Go through the listing below and output exactly the line with "pixel 591 296", the line with "pixel 688 423", and each line between; omit the rest.

▶ INFORMATION
• • • •
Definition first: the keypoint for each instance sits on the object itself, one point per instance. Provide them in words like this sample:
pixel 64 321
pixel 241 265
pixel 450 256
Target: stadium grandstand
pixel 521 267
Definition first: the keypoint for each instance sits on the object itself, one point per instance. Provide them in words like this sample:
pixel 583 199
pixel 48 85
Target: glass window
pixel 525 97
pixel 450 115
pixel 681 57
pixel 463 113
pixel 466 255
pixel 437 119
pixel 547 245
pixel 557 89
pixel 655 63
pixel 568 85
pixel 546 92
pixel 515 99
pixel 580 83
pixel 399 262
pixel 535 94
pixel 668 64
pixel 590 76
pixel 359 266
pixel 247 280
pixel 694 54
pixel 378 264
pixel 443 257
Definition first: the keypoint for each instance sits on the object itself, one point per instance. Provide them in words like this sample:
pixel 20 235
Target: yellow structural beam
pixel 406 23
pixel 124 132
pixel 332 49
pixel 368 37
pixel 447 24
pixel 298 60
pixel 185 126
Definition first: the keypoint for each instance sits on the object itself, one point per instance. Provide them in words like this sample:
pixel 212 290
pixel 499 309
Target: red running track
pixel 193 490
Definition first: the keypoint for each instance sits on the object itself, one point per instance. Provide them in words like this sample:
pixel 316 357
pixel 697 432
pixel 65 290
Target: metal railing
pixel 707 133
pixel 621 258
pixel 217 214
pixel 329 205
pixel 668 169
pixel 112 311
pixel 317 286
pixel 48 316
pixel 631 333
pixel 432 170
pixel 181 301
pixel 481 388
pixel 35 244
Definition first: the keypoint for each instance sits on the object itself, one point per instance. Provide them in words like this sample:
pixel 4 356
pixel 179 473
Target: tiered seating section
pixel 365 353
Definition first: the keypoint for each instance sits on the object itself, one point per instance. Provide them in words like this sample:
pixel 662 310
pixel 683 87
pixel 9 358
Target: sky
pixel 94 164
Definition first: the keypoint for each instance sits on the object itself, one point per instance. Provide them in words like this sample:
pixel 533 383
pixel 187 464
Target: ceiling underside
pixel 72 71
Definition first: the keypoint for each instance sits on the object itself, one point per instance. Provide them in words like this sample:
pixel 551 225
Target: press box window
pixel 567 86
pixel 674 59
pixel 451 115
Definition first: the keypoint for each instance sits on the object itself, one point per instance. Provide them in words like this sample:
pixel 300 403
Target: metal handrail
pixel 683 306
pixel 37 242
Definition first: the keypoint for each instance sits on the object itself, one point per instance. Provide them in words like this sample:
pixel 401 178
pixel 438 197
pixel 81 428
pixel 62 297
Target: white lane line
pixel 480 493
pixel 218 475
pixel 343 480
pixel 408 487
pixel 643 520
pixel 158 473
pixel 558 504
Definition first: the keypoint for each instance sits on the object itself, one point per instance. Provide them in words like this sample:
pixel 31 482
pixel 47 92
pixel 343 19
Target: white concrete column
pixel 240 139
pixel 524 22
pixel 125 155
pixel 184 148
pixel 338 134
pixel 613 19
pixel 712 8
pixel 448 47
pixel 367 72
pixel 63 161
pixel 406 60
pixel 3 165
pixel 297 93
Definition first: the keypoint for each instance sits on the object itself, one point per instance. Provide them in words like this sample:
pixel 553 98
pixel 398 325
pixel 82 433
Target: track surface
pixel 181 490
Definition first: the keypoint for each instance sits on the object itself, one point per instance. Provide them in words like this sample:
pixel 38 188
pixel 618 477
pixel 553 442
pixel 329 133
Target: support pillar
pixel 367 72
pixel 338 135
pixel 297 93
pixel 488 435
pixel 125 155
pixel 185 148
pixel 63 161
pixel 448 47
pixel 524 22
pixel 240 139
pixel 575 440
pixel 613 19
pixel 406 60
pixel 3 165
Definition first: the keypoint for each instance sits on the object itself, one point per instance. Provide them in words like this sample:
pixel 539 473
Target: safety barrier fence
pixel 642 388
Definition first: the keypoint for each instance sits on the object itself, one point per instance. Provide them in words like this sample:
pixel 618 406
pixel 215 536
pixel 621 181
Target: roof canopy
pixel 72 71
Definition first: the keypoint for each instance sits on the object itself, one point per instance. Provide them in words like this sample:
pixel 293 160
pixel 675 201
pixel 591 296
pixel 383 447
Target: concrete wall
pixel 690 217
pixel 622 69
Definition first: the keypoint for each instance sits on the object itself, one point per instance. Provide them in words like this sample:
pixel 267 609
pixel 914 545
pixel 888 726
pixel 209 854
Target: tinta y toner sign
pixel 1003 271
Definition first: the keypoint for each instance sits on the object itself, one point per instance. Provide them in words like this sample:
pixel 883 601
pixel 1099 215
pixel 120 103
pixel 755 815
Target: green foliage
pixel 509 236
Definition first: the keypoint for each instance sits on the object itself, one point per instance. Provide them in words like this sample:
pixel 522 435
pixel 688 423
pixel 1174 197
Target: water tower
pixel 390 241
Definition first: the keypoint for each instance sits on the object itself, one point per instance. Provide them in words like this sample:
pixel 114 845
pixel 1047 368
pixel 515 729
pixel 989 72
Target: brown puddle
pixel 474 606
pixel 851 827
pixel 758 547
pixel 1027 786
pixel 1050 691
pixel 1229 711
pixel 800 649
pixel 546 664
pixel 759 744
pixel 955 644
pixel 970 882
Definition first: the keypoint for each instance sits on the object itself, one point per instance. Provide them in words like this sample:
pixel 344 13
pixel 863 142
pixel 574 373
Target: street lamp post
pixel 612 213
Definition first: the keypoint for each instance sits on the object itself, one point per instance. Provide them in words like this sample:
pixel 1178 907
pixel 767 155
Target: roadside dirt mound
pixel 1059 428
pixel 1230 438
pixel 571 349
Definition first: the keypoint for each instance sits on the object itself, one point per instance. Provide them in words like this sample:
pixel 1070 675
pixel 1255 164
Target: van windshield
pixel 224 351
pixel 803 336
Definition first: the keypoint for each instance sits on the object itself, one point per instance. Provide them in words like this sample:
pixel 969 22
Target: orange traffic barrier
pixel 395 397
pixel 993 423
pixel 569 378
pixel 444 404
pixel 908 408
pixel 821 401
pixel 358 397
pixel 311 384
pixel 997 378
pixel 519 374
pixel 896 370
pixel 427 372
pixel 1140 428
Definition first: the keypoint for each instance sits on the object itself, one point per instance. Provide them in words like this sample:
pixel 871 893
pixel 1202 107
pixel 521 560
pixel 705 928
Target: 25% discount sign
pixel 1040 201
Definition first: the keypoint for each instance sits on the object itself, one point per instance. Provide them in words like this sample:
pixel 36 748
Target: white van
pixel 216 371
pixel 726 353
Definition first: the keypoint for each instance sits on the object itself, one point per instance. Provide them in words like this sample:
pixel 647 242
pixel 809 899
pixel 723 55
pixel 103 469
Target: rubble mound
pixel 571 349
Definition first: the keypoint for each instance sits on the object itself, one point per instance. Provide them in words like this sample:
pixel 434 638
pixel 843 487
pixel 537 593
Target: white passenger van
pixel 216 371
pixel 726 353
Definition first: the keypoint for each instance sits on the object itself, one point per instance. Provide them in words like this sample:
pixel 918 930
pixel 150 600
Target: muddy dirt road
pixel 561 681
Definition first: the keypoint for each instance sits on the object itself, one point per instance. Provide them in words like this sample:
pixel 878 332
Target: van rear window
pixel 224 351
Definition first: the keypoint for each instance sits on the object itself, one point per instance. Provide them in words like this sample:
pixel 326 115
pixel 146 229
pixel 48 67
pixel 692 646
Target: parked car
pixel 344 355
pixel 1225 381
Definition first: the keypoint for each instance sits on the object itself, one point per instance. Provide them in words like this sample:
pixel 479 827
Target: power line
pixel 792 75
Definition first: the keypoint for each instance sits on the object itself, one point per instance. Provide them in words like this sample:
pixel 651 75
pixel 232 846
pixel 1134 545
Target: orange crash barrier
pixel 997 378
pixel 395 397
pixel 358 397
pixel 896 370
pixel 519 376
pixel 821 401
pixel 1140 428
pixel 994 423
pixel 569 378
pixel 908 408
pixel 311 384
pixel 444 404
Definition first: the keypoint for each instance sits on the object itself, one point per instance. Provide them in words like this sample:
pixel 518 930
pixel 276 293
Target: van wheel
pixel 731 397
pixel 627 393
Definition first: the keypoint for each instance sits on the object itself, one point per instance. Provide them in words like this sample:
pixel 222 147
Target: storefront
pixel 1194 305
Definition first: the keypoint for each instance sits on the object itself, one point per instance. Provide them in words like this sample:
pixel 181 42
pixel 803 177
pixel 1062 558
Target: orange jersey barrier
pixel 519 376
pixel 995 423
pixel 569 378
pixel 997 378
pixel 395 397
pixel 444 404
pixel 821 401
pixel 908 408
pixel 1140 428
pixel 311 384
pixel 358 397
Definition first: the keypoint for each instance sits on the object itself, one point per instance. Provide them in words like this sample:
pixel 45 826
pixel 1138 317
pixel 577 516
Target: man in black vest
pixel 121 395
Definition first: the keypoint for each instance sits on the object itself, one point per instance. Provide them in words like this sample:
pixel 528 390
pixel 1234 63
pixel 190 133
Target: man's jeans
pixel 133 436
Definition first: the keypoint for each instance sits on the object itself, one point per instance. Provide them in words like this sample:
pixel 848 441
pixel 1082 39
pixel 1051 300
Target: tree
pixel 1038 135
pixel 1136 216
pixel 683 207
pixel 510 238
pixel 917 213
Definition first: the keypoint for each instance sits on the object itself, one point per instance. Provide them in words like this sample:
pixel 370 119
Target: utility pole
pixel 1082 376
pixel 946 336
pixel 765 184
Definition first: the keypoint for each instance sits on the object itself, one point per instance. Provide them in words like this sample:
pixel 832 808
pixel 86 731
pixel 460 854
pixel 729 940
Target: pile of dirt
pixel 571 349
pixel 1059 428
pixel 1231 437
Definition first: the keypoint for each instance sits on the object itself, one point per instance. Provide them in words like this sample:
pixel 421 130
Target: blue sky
• • • •
▶ EXERCISE RESULT
pixel 591 296
pixel 383 447
Target: concrete wall
pixel 690 217
pixel 622 69
Definition first: the keypoint for each instance sits on the object itself, one point per instance. Provide them in words like this sample:
pixel 267 609
pixel 914 545
pixel 888 726
pixel 209 854
Target: tinta y toner sign
pixel 1003 271
Definition first: the keypoint for each instance sits on the object itself, one point per instance. Provide them in words like this sample:
pixel 883 601
pixel 1099 215
pixel 120 103
pixel 755 815
Target: green foliage
pixel 509 236
Definition first: the keypoint for each instance sits on the object itself, one point per instance. Provide them in words like this sample:
pixel 522 435
pixel 688 423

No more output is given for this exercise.